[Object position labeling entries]
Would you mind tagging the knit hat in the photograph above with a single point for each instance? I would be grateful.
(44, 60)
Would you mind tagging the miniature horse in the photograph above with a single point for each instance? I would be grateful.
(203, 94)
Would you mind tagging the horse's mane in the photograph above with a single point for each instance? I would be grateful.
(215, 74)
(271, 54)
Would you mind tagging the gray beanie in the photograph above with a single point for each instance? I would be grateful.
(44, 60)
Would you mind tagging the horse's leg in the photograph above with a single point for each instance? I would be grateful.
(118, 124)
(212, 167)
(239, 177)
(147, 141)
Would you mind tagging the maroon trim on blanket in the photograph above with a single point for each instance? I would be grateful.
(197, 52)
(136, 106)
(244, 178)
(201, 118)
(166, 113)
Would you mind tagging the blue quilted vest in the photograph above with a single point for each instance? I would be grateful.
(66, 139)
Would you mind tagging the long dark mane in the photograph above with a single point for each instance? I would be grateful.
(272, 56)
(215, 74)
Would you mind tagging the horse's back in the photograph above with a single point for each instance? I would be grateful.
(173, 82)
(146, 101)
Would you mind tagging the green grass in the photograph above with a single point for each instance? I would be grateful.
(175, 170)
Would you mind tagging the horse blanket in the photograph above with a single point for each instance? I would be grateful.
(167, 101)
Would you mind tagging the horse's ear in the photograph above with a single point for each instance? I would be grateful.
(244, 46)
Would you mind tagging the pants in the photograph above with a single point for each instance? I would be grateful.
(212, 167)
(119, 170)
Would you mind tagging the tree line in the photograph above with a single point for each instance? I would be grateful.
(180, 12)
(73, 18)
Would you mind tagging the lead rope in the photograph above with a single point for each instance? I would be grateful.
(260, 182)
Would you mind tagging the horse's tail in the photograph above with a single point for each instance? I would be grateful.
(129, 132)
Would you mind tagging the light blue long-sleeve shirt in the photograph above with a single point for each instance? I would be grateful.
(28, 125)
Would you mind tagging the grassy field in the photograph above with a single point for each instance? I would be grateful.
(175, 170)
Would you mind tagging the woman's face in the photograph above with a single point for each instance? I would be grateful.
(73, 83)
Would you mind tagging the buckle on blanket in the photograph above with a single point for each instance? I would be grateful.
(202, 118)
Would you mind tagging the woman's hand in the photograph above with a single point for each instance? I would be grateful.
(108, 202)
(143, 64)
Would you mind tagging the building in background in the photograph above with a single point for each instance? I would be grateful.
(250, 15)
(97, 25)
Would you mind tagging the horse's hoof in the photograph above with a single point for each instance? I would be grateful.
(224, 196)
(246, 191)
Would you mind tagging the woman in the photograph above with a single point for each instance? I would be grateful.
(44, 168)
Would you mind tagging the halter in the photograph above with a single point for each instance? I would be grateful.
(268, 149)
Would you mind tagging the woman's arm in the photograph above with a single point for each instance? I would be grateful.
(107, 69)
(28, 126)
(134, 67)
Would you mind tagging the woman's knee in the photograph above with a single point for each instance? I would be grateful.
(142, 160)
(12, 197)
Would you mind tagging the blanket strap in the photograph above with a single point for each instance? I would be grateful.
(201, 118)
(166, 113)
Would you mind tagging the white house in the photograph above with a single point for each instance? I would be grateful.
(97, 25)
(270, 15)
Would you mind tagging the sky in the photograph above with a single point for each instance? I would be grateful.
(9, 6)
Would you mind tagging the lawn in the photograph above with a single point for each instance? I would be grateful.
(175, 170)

> [The task] Print the listing above in its entirety, with every line exact.

> [Result of the exercise]
Would you mind tagging the knit hat in the photograph above with a single point for each instance? I would be grateful.
(44, 60)
Would you mind tagging the miniature horse in the photograph above with a single point for each instance? I would be grateful.
(203, 94)
Would you mind tagging the horse's mane in the photograph above with a single point for each instance? I would be grateful.
(215, 74)
(271, 54)
Would you mind tagging the gray beanie in the photograph above with a single point for each instance? I would be grateful.
(44, 60)
Would you mind tagging the horse's leg in the photograph above with a single point for each instance? I would be grateful.
(118, 124)
(212, 167)
(239, 177)
(147, 141)
Would you mind tagging the maroon trim on blanket in the photograph above with a single point for each instance? I would be grateful.
(197, 52)
(136, 106)
(244, 178)
(201, 118)
(166, 113)
Would you mind tagging the blue quilted vest in the photograph above with a single point for each instance? I would be grateful.
(66, 139)
Would you mind tagging the long dark mane in the photograph above with a single point for each instance? I would be grateful.
(272, 56)
(215, 74)
Would you mind tagging the horse's back in the photograph above with a single point for each instance? I would be grateful.
(173, 82)
(146, 101)
Would you mind tagging the green grass in the photograph above with a single point for each instance? I would be grateful.
(175, 170)
Would you mind tagging the horse blanket in the photograph above with a single point for each instance? I would be grateful.
(167, 101)
Would you mind tagging the horse's ear in the photograph above with a single point for each instance? I would be grateful.
(244, 46)
Would you mind tagging the pants in the photograph above with a single point for each instance? I would be grateful.
(212, 167)
(119, 170)
Would you mind tagging the tree line in the photograph above with a single point for each instance? I would be grateful.
(180, 12)
(73, 18)
Would you mind tagging the lead rope in the photograph above with a single point for each instance? I would be grateful.
(260, 182)
Would you mind tagging the horse's tail in the photograph above with a single point for each instance? I would be grateful.
(129, 132)
Would you mind tagging the light blue long-sleeve shirt in the photograph above with a single point for each instance? I would be grateful.
(28, 125)
Would you mind tagging the grassy field in the photograph above with a single point for each instance? I would be grateful.
(175, 170)
Would you mind tagging the woman's face in the photograph above with a single point for each instance? I would be grateful.
(73, 83)
Would you mind tagging the buckle on blanket in the photograph above with a single point for each instance? I would be grateful.
(202, 118)
Would you mind tagging the woman's hand in the photograph above with a single point for each instance? I would be grateful.
(108, 202)
(143, 64)
Would you mind tagging the building in background in the photograph above with a single point for each instance? I would be grateful.
(250, 15)
(97, 25)
Would you mind tagging the horse's hoof in the photograph above with a single point for each instance? I would be grateful.
(224, 196)
(246, 191)
Would you mind tagging the woman in the photograph above with a single point for each instance? I would be grateful.
(44, 168)
Would you mind tagging the halter in the photograph above with a single point for each instance? I would be grateful.
(268, 149)
Would you mind tagging the woman's arm in the photograph above with a single point for each instance? I would be grateful.
(107, 69)
(28, 126)
(134, 67)
Would you mind tagging the woman's knee in the photograph above with a single point for each instance? I would be grateful.
(142, 160)
(12, 197)
Would you mind tagging the blanket strap in the photograph above with a single point for each instance? I would be grateful.
(201, 118)
(166, 113)
Would you mind tagging the white house in the photograph above with a single point for each instance? I would be grateful.
(97, 25)
(270, 15)
Would you mind tagging the sky in the photograph above with a single point for each instance? I would be grateful.
(9, 6)
Would you mind tagging the lawn in the photograph above with a single point for each instance? I would be grateful.
(175, 170)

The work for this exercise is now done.